The Israel Air Force (IAF) is revamping headquarters staff, planning procedures and air operations to support a 10-fold increase in the number of targets it can detect and destroy, the Air Force’s chief of air operations said.
In an exclusive interview with Defense News, Brig. Gen. Amikam Norkin said the institutional revamp — the service’s first since the 1973 Yom Kippur War — aims to shorten the duration of future wars while reducing demand for maneuvering ground forces through massive, persistent and punishing use of precision air power.
More than a year in the making and slated for phased implementation in the coming months, the changes are driven by IAF Commander Maj. Gen. Amir Eshel and his Expanding Attack Capacity (EAC) program.
Officers here say the program affects all aspects of air operations, from the orders received from the Israel Defense Forces (IDF) General Staff to the pilot in the cockpit and maintenance crews tasked with turnaround time.
It also involves wholesale changes in mission planning, resource management, bomb damage assessment and the way the IAF coordinates movements with western coalition forces that may be operating in the region.
But perhaps the biggest driver of EAC, experts here say, is significant improvements in so-called sensor-to-shooter capabilities. By mating persistent intelligence collection with precision weapons, the IAF expects to generate an exponential number of new, time-sensitive targets during each day of future fights.
Once implemented, traditional waves of air attack should give way to an express train of precision strikes, allowing “first circle” enemies such as Lebanon-based Hezbollah and Gaza-based Hamas little time to recover from the initial shock and awe of previous campaigns.
“We’re focusing on the entire system across the full distance,” Norkin said. “The RPMs [rotations per minute] of this engine must be much higher to support a huge surge in the quantity of targets we detect and destroy each and every day of a future campaign.”
In an Oct. 21 interview at this IAF hub in northern Israel, Norkin noted that the 1,500 targets attacked in Israel’s November 2012, eight-day Pillar of Defense operation in Gaza doubled the number of targets attacked in the 34-day 2006 Lebanon War.
“In Pillar of Defense, our daily attack capacity was twice that of Lebanon, despite the fact that [Gaza] was a much smaller area and more densely populated,” Norkin said. “Now, when we talk about the northern area of operations, we’re aspiring for an order of magnitude expansion — maybe more — in the number of targets to be destroyed every day.”
Despite IAF sensor-to-shooter capabilities demonstrated by its destruction of 120-some rocket launchers in the last Lebanon war, Norkin said the IDF realizes it can no longer waste time and assets going after individual launchers. “We all understand that rockets will continue to fall here until the last day of war. A residual capacity to launch will remain with the enemy,” he said.
Under the new concept, Israel will focus on “hurting the enemy where it hurts the most,” Norkin said, referring to leadership, commanders and significant war-fighting assets.
“We won’t be able to push the enemy to the point where he can no longer shoot rockets and missiles. Therefore we need to push him to the point where he doesn’t want to shoot his rockets and missiles,” the IAF officer said.
In a memo to all IAF officers this month, Eshel described the EAC revamp as historic, complex and fraught with risk.
“Some have compared it to a marathon race which demands — while running — that we perform open heart surgery and still finish first,” Eshel wrote.
Nevertheless, the IAF commander said he believed his organization would successfully implement the EAC plan and that prescribed changes would be proven through concrete results.
Expediting the Endgame
Israeli officers and defense experts said the IAF revamp is an essential element in IDF strategy for expediting the diplomatic endgame through maximum destruction of enemy assets and minimal harm to uninvolved civilians.
“As soon as war breaks out, the hourglass is overturned,” Lt. Gen. Benjamin Gantz, IDF chief of staff, said of Israel’s race to achieve optimum operational gain while preserving domestic and international support prior to a brokered cease-fire.

____

_PROBLEM STATEMENT_
List every military officer named in the article on the Israel Air Force revamp, giving each one's rank as the article states it. The rows after the article are unrelated to it and are not needed.

____

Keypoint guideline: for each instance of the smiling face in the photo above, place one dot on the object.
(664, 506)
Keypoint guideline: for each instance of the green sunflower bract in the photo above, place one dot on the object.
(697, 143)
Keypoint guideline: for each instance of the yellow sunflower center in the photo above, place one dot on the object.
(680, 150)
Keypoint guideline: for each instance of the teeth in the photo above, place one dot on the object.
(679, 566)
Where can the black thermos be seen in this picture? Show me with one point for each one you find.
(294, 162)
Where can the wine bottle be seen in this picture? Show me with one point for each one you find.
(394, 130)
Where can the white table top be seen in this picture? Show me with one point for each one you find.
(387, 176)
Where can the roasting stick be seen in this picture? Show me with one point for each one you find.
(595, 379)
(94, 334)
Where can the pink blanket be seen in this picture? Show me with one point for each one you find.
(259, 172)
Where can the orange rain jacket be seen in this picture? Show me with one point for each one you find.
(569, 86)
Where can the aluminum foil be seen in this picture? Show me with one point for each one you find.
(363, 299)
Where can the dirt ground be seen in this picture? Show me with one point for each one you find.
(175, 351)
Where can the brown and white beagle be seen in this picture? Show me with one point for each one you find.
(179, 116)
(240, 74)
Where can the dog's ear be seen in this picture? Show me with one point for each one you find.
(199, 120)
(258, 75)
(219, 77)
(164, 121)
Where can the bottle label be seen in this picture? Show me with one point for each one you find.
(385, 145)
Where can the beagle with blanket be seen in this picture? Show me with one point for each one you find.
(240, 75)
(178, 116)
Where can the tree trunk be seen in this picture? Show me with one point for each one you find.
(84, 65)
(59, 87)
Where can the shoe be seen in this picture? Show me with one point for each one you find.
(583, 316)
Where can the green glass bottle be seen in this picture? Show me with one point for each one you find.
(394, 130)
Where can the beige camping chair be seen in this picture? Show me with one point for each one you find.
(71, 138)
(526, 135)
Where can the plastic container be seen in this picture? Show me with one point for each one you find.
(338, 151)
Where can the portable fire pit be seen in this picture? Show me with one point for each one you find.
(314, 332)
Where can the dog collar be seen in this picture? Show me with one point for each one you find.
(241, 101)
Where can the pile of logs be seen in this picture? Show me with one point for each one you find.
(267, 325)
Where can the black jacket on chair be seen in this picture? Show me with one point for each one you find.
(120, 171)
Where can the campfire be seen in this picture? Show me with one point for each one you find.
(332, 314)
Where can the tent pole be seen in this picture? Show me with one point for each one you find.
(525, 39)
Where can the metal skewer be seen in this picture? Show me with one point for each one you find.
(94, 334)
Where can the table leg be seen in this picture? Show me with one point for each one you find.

____

_SOLUTION BELOW_
- Brig. Gen. Amikam Norkin
- Maj. Gen. Amir Eshel
- Lt. Gen. Benjamin Gantz